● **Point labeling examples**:
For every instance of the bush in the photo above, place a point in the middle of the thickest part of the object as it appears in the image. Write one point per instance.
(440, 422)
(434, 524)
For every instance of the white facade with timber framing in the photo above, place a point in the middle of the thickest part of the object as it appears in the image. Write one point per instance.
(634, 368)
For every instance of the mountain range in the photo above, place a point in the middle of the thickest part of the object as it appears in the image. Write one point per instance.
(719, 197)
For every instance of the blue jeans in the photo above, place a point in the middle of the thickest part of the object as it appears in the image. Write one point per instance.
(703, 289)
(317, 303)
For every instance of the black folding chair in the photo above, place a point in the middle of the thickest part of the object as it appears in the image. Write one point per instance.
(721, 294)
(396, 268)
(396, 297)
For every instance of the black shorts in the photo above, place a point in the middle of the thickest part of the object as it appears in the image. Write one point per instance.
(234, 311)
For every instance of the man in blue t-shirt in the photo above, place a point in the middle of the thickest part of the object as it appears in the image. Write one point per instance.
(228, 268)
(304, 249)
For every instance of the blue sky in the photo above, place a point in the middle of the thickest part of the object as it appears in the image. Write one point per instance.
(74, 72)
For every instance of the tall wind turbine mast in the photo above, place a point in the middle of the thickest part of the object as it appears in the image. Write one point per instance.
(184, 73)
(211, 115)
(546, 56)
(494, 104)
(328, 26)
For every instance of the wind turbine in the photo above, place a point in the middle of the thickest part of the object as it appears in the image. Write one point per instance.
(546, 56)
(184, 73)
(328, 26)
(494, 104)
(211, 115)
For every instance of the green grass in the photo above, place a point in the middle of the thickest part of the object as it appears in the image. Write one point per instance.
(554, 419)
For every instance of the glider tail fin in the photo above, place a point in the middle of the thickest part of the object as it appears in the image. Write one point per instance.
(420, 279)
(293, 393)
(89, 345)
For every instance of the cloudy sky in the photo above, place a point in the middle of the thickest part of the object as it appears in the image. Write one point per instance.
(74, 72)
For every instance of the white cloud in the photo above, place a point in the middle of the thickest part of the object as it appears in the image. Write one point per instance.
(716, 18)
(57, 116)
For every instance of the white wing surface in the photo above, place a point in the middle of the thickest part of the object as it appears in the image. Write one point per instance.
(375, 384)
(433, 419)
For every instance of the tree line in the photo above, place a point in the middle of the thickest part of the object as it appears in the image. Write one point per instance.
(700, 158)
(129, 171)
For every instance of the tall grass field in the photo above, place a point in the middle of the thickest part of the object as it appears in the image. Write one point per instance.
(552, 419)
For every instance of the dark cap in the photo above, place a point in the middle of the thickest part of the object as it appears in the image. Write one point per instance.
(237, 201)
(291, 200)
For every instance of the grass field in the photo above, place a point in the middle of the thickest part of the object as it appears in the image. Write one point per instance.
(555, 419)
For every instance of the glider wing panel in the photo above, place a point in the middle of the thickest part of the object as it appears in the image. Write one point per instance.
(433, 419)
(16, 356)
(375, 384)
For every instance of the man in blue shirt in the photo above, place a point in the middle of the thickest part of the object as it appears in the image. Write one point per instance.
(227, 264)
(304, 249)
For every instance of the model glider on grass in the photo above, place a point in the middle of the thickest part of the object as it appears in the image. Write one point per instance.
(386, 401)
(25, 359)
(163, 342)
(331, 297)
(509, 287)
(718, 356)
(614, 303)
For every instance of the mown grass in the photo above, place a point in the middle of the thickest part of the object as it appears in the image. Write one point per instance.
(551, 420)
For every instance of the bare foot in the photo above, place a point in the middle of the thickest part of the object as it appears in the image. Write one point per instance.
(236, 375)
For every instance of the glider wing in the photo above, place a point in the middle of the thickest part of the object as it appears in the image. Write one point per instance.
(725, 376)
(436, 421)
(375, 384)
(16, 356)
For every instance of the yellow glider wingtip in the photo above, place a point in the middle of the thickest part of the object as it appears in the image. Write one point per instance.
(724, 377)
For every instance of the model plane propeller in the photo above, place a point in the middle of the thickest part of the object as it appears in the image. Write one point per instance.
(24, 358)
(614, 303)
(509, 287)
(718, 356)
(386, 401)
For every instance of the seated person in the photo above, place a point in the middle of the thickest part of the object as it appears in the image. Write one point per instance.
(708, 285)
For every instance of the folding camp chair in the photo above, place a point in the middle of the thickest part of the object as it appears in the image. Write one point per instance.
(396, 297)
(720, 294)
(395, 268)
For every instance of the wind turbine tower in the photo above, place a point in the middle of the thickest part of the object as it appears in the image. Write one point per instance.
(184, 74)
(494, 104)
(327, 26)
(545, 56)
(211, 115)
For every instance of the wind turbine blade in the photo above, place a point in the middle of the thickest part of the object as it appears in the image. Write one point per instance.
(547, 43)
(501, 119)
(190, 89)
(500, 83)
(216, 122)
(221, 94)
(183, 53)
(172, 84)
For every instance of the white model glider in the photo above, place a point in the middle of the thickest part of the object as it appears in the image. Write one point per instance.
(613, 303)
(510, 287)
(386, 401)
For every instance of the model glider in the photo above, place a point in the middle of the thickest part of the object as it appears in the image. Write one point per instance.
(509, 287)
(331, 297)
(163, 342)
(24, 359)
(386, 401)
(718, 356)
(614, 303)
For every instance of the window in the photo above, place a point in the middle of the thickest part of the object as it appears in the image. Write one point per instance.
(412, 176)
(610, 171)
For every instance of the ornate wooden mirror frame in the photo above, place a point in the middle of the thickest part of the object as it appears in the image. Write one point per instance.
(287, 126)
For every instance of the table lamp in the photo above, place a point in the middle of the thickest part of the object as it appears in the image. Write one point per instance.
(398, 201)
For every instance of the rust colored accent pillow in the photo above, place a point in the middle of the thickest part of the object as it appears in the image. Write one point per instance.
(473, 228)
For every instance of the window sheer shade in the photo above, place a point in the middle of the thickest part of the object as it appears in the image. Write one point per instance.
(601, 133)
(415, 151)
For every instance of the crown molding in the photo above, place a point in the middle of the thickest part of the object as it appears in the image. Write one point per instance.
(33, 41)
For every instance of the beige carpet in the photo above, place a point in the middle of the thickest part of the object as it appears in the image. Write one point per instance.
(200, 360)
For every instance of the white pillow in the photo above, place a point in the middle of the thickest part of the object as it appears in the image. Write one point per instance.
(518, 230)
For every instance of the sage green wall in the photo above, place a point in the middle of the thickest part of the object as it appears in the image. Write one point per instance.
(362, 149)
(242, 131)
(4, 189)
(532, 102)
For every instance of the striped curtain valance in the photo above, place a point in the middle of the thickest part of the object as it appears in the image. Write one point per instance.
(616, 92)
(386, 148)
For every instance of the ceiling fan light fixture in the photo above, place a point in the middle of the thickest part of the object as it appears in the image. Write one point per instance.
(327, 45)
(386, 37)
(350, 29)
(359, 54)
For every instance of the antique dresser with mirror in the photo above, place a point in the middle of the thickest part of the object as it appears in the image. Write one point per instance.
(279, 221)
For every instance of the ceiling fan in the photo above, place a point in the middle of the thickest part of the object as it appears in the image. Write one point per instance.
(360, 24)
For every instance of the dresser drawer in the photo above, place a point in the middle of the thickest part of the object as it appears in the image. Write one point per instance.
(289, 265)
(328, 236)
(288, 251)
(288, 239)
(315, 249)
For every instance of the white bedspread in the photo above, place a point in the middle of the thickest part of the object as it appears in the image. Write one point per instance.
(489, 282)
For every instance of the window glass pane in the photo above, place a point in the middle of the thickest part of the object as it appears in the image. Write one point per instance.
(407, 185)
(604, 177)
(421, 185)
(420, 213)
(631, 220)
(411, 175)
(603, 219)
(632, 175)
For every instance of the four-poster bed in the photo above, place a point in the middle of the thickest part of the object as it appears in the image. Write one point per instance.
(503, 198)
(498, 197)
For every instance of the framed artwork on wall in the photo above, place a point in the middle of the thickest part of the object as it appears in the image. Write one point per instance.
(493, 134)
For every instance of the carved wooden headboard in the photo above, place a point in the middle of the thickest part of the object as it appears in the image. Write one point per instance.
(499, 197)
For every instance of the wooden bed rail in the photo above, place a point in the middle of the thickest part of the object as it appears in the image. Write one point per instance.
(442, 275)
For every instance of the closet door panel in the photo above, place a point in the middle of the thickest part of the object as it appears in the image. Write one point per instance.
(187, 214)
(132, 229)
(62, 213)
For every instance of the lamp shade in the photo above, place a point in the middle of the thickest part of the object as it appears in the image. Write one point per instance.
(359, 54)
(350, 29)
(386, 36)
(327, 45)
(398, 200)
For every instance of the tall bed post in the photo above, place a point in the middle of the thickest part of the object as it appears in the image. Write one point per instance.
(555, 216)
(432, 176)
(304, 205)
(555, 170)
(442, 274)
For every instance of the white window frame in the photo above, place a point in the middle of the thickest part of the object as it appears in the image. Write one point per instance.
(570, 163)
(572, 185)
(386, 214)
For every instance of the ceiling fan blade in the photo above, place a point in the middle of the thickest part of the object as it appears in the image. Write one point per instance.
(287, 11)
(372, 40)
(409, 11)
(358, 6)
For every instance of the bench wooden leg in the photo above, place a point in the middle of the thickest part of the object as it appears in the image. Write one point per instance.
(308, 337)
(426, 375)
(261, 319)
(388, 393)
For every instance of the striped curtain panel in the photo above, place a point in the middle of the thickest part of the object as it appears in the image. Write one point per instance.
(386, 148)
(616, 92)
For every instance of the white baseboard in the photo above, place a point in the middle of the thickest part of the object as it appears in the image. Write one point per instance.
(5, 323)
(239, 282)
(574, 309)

● **WRITTEN TASK**: Transcribe exactly the line containing "For every instance of the closet" and all remaining lines of the material, ending with the last one.

● **FULL SOLUTION**:
For every instance of the closet door panel in the photo above, place a point in the middle of the thickest part of the object as it appears in the image. Write one point per instance.
(187, 214)
(132, 229)
(62, 213)
For every instance of the lamp shade in the photo above, place a point in the middle of the thickest part of the object as it appears in the image. Write one point per instance.
(359, 54)
(350, 29)
(386, 36)
(327, 45)
(398, 200)
For every instance of the tall bed post in the photo above, place a point in the middle of the thickest part of the object as it appears in the image. Write one point per instance.
(555, 216)
(432, 176)
(304, 205)
(555, 170)
(442, 274)
For every instance of the white window frame in the photo above, place a point in the middle of the thickest part of the object as it appears in the image. Write one point per instance.
(570, 163)
(572, 185)
(386, 214)
For every instance of the ceiling fan blade in the photo above, place a point in the middle of the thickest part of the object as it appears in the image. Write one point per instance.
(287, 11)
(372, 40)
(409, 11)
(358, 6)
For every instance of the bench wooden leg in the photo above, place a point in the middle of the thickest part of the object as it appears in the image. Write one point per instance.
(308, 337)
(426, 375)
(261, 319)
(388, 393)
For every instance of the striped curtain panel in the photo above, place a point in the middle of the thickest part of the object as it appears in the image. Write one point per instance.
(386, 148)
(616, 92)
For every instance of the white baseboard in the photo above, place a point in the middle of the thickest part of the object as it appears in the image. Write one point per instance.
(5, 323)
(239, 282)
(574, 309)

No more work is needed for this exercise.